▶ _Document passage_:
##########

Orthodontics can be a hidden art and it’s often perceived by non-orthodontists as a secret language. Most undergraduates know a something about it, but not much, similar to knowing a few key phrases. “good morning”, “where is the bus stop?” and “two beers please”. That’s where it ends. After graduation it used to be kept (mostly) to the confines of those who had been through, what the New Scientist once called, “the years of crawling subservience under the gaze of the white coated moguls that control our great teaching hospitals”. Then, when deemed to be fluent in the language, the specialists with their M.Orths, headed off to their own planet in the Orthodontic universe to fiercely guard their patch and occasionally share a few simple phrases of ortho speak with their referring dentists.
Times have changed and with the relentless march of a thousand aligner systems everyone has a phrase book – or at least they think they do. Or could it be that they have the dodgy Hungarian Phrase Books?
I am not looking to fan the flames of the GDP v Specialist debate, there’s way too much of that about, rather to present Professor O’Brien’s last two blog posts for your consideration because I think they are both worth a read. I find him to be readable, thought provoking and that sometimes rare thing someone constantly questions what he does and WHY he does it.
A thinking about Orthodontics blogpost. In its entirety.
This is a short blog post to read just before the weekend, or just after if you are in Australia! I have just attended a major symposium in the UK and I was asked to give a major lecture. The preparation of this took some thought. During the meeting I listened to some great presentations and this got me thinking about orthodontics. I have been working as an academic orthodontist and research since 1986, spent a large amount of time researching clinical matters, I have trained too many people for me to remember and spoken at many major orthodontic conferences. But what do I know about orthodontics? Here is a list of my academic knowledge and opinion.
This is a precursor to a more thoughtful blog post that I am going to post next week, so here we go. You may not agree with me..
- Malocclusion is caused by a combination of genetic and environmental factors
- There are many ways to treat particular malocclusions.
- Evidence based orthodontics is a combination of clinical experience, patient opinion and scientific research. The proportions of influence of these factors varies according to our level of scientific evidence.
- Arch form and dimensions should generally be accepted
- Functional appliances and other bits of plastic, pistons and springs do not change or influence facial growth. They tip teeth.

##########

▶ _Problem A_: In the orthodontics blog post, what do functional appliances do instead of changing facial growth?
▶ _Problem B_: Write the next part of the orthodontics blog post, picking up after its final line.

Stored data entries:
##########

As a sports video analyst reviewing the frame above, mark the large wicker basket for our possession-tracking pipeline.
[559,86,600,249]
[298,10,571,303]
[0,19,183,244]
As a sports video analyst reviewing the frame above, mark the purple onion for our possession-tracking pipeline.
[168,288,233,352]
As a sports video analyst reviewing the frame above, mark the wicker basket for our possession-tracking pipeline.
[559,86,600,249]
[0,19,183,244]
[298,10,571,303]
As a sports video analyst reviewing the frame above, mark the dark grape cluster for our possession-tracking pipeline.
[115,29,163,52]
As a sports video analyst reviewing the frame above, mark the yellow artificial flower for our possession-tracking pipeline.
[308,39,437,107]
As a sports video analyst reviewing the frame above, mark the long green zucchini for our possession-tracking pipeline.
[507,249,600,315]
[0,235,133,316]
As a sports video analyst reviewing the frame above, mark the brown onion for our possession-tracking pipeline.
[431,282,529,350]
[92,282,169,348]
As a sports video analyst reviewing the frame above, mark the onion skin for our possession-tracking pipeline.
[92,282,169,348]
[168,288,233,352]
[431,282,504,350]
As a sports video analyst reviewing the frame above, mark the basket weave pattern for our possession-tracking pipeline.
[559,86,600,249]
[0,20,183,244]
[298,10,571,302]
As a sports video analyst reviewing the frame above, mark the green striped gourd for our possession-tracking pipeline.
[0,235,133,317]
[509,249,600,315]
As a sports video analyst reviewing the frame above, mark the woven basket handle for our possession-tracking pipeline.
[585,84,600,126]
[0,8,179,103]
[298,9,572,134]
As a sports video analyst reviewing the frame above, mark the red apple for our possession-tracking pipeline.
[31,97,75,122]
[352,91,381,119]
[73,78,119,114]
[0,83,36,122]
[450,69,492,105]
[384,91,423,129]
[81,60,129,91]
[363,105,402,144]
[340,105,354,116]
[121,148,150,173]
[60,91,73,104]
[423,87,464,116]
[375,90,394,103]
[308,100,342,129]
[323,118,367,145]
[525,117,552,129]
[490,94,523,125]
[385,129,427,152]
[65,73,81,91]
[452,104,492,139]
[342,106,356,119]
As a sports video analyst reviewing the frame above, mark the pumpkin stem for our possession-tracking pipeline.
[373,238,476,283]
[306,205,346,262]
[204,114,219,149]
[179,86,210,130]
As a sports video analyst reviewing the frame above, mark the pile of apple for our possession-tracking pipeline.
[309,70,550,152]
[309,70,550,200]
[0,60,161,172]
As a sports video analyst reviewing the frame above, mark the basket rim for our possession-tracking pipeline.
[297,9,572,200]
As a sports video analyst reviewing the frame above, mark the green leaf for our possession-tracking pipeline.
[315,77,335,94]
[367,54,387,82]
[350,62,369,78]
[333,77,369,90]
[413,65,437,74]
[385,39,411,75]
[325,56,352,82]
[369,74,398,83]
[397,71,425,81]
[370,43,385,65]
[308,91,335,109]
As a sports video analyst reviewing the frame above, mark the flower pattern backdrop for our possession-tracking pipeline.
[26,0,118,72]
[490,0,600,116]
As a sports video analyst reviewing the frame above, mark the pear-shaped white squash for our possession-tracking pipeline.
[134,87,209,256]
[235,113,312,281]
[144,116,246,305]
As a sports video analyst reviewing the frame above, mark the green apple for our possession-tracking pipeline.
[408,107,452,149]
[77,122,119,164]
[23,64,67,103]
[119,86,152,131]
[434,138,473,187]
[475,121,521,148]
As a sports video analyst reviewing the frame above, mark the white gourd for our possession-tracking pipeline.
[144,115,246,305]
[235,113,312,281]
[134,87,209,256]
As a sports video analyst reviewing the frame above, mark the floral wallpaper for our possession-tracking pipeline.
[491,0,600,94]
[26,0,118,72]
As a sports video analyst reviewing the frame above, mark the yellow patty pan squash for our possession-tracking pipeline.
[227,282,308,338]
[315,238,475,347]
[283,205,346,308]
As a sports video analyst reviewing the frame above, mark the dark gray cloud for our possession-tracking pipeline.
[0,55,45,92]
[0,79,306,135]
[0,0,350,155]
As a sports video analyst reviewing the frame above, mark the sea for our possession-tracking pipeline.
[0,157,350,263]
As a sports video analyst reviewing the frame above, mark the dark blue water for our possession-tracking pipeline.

##########

▶ _Written answer A_: They tip teeth.

▶ _Written answer B_:
- To my knowledge there is no high quality scientific proof that orthodontics, extractions, appliances, expansion, myofunctional orthodontics influence breathing, posture, academic attainment, sleep disordered breathing etc
- Class I molar non extraction treatment is very easy
- I wish that I knew how to intercept malocclusion…
- Extraction of permanent teeth is required for the treatment of some malocclusion..but treatment mechanics are as important as the extraction decision
- You can only “drive” upper molars 2 mm distally
- Temporary Anchorage devices are better than other anchorage reinforcement method by about 2mm
- Wire and bracket properties do not influence the efficiency of alignment
- None of the new developments that are supposed to speed up orthodontic treatment seem to work; according to new trials..
- There is no such thing as non-compliance treatment
- I simply do not understand clear aligner systems
- Self Ligating brackets do not have any advantages over conventional brackets. The self ligating practitioner should explain this to their patients.
- The alternative orthodontist should explain to their patients that there treatment is not mainstream.
- The General Dental Practitioner who has been on a short course to learn speedy orthodontics should explain to their patients the limitations of their training and knowledge
- There has been and there continues to be great high quality research being done in orthodontics and don’t tell me that our evidence base is weak!
- Nearly all orthodontic treatment relapses to a degree and this is probably caused by ageing and we cannot stop time…………….
That’s about it, does anyone want to add to the list?
Now here’s the second one:
Should we practice evidence-based orthodontics?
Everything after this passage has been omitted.